* **What you have to do**: Reproduce each line below without any alteration.
☆ ☆ ☆ ☆ ☆
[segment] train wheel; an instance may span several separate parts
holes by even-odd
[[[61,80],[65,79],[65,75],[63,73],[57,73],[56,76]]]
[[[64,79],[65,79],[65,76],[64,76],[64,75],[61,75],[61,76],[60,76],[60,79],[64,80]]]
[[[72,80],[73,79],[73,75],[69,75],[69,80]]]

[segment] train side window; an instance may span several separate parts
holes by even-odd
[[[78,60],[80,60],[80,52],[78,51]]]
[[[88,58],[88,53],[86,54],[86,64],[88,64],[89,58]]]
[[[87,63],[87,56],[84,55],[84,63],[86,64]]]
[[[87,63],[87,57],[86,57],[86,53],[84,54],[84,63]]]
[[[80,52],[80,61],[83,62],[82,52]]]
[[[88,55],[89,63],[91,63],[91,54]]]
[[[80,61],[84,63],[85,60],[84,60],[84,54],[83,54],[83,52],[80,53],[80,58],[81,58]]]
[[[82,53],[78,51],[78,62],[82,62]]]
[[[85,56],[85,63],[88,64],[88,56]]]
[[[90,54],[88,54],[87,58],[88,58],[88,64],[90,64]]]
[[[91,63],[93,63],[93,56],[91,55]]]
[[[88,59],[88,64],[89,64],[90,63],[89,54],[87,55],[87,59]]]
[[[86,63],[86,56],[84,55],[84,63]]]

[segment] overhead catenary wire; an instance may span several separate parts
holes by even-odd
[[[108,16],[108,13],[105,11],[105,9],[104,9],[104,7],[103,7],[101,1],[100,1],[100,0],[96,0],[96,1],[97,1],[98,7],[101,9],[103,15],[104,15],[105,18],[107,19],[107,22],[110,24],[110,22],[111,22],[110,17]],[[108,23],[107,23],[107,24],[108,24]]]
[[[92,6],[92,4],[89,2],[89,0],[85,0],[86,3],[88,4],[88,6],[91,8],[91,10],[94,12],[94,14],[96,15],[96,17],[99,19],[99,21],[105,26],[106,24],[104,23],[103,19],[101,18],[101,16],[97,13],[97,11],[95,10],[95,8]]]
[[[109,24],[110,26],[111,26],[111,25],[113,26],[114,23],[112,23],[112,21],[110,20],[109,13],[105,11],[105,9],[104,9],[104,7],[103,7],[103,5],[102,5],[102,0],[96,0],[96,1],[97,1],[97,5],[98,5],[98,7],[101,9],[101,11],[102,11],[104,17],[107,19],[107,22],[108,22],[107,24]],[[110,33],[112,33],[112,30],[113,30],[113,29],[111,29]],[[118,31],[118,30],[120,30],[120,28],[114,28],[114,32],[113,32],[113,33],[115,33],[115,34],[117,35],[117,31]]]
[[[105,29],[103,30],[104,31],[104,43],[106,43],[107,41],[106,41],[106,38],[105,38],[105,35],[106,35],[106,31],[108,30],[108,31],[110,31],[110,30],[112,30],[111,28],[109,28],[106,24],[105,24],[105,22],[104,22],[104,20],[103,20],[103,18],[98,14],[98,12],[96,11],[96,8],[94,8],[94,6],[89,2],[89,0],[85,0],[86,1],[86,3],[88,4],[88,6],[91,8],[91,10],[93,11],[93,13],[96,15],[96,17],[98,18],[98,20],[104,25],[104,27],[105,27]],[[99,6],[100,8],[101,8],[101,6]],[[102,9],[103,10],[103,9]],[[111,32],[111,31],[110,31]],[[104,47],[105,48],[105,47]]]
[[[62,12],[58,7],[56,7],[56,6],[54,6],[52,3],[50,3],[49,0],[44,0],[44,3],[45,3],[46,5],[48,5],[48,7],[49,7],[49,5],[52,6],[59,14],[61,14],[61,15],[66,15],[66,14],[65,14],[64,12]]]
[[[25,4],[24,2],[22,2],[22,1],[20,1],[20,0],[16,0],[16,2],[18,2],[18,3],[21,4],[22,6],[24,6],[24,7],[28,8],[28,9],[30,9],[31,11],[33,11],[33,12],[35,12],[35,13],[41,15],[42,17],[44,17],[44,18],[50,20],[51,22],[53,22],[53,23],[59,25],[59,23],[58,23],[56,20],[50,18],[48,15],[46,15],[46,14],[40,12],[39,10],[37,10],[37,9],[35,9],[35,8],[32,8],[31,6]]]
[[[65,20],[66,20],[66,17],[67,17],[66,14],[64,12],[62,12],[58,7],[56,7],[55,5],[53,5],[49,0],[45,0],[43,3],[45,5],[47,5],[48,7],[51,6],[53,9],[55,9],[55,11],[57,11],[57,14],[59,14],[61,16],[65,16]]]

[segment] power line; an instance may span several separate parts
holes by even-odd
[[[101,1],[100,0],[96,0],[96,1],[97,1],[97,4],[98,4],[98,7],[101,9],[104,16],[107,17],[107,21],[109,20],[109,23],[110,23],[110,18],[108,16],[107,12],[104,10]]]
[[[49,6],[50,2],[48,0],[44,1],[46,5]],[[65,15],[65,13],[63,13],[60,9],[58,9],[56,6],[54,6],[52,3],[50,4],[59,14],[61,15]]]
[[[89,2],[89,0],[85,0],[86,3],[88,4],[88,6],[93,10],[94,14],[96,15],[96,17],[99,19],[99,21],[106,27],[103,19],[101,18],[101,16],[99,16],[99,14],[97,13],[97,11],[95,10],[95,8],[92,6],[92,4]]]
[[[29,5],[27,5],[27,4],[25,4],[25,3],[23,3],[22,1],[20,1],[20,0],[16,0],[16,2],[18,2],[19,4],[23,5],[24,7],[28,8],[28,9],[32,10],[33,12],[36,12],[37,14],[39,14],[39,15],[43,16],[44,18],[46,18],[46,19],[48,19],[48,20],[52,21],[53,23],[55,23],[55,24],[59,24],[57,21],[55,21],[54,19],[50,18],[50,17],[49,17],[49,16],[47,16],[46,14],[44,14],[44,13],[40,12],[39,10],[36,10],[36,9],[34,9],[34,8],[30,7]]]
☆ ☆ ☆ ☆ ☆
* **Solution below**:
[segment] train wheel; an instance may span several separate parts
holes by even-odd
[[[61,80],[65,79],[65,75],[63,73],[57,73],[56,76]]]
[[[64,79],[65,79],[65,76],[64,76],[64,75],[61,75],[61,76],[60,76],[60,79],[64,80]]]
[[[72,80],[73,79],[73,75],[69,75],[69,80]]]

[segment] train side window; an instance may span several separate parts
holes by even-odd
[[[78,60],[80,60],[80,52],[78,51]]]
[[[88,58],[88,53],[86,54],[86,64],[88,64],[89,58]]]
[[[87,63],[87,56],[84,55],[84,63],[86,64]]]
[[[87,63],[87,57],[86,57],[86,53],[84,54],[84,63]]]
[[[80,52],[80,61],[83,62],[82,52]]]
[[[88,55],[89,63],[91,63],[91,54]]]
[[[80,61],[84,63],[85,60],[84,60],[84,54],[83,54],[83,52],[80,53],[80,58],[81,58]]]
[[[82,53],[78,51],[78,62],[82,62]]]
[[[85,56],[85,63],[88,64],[88,56]]]
[[[90,54],[88,54],[87,58],[88,58],[88,64],[90,64]]]
[[[91,63],[93,63],[93,56],[91,55]]]
[[[88,59],[88,64],[89,64],[90,63],[89,54],[87,55],[87,59]]]
[[[86,63],[86,56],[84,55],[84,63]]]

[segment] overhead catenary wire; an instance may span several separate parts
holes by even-odd
[[[108,16],[108,13],[105,11],[105,9],[104,9],[104,7],[103,7],[101,1],[100,1],[100,0],[96,0],[96,1],[97,1],[98,7],[101,9],[103,15],[104,15],[105,18],[107,19],[107,22],[110,24],[110,22],[111,22],[110,17]],[[108,23],[107,23],[107,24],[108,24]]]
[[[92,6],[92,4],[89,2],[89,0],[85,0],[86,3],[88,4],[88,6],[91,8],[91,10],[94,12],[94,14],[96,15],[96,17],[99,19],[99,21],[105,26],[106,24],[104,23],[103,19],[101,18],[101,16],[97,13],[97,11],[95,10],[95,8]]]
[[[109,24],[110,26],[111,26],[111,25],[113,26],[114,23],[112,23],[112,21],[110,20],[109,13],[105,11],[105,9],[104,9],[104,7],[103,7],[103,5],[102,5],[102,0],[96,0],[96,1],[97,1],[97,5],[98,5],[98,7],[101,9],[101,11],[102,11],[104,17],[107,19],[107,22],[108,22],[107,24]],[[110,33],[112,33],[112,30],[113,30],[113,29],[111,29]],[[118,31],[118,30],[120,30],[120,28],[114,28],[114,32],[113,32],[113,33],[115,33],[115,34],[117,35],[117,31]]]
[[[105,29],[103,30],[104,31],[104,43],[106,43],[107,41],[106,41],[106,38],[105,38],[105,35],[106,35],[106,31],[108,30],[108,31],[110,31],[110,30],[112,30],[111,28],[109,28],[106,24],[105,24],[105,22],[104,22],[104,20],[103,20],[103,18],[98,14],[98,12],[96,11],[96,8],[94,8],[94,6],[89,2],[89,0],[85,0],[86,1],[86,3],[88,4],[88,6],[91,8],[91,10],[93,11],[93,13],[96,15],[96,17],[98,18],[98,20],[104,25],[104,27],[105,27]],[[99,6],[100,8],[101,8],[101,6]],[[102,9],[103,10],[103,9]],[[111,32],[111,31],[110,31]],[[104,47],[105,48],[105,47]]]
[[[62,12],[58,7],[56,7],[56,6],[54,6],[52,3],[50,3],[49,0],[44,0],[44,3],[45,3],[46,5],[48,5],[48,7],[49,7],[49,5],[52,6],[59,14],[61,14],[61,15],[66,15],[66,14],[65,14],[64,12]]]
[[[25,4],[24,2],[22,2],[22,1],[20,1],[20,0],[16,0],[16,2],[18,2],[18,3],[21,4],[22,6],[24,6],[24,7],[28,8],[28,9],[30,9],[31,11],[33,11],[33,12],[35,12],[35,13],[41,15],[42,17],[44,17],[44,18],[50,20],[51,22],[53,22],[53,23],[59,25],[59,23],[58,23],[56,20],[50,18],[48,15],[46,15],[46,14],[40,12],[39,10],[37,10],[37,9],[35,9],[35,8],[32,8],[31,6]]]
[[[65,20],[66,20],[66,17],[67,17],[66,14],[64,12],[62,12],[58,7],[56,7],[55,5],[53,5],[49,0],[45,0],[43,3],[45,5],[47,5],[48,7],[51,6],[53,9],[55,9],[55,11],[57,11],[57,14],[59,14],[61,16],[65,16]]]

[segment] power line; an instance may span several separate parts
holes by even-odd
[[[101,1],[100,0],[96,0],[96,1],[97,1],[97,4],[98,4],[98,7],[101,9],[104,16],[107,17],[107,21],[109,20],[109,23],[110,23],[110,18],[108,16],[107,12],[104,10]]]
[[[49,6],[50,2],[48,0],[44,1],[46,5]],[[65,15],[65,13],[63,13],[60,9],[58,9],[56,6],[54,6],[52,3],[50,4],[59,14],[61,15]]]
[[[89,2],[89,0],[85,0],[86,3],[88,4],[88,6],[93,10],[94,14],[96,15],[96,17],[99,19],[99,21],[106,27],[103,19],[101,18],[101,16],[99,16],[99,14],[97,13],[97,11],[95,10],[95,8],[92,6],[92,4]]]
[[[29,5],[27,5],[27,4],[25,4],[25,3],[23,3],[22,1],[20,1],[20,0],[16,0],[16,2],[18,2],[19,4],[23,5],[24,7],[28,8],[28,9],[32,10],[33,12],[36,12],[37,14],[39,14],[39,15],[43,16],[44,18],[46,18],[46,19],[48,19],[48,20],[52,21],[53,23],[55,23],[55,24],[59,24],[57,21],[55,21],[54,19],[50,18],[50,17],[49,17],[49,16],[47,16],[46,14],[44,14],[44,13],[40,12],[39,10],[36,10],[36,9],[34,9],[34,8],[30,7]]]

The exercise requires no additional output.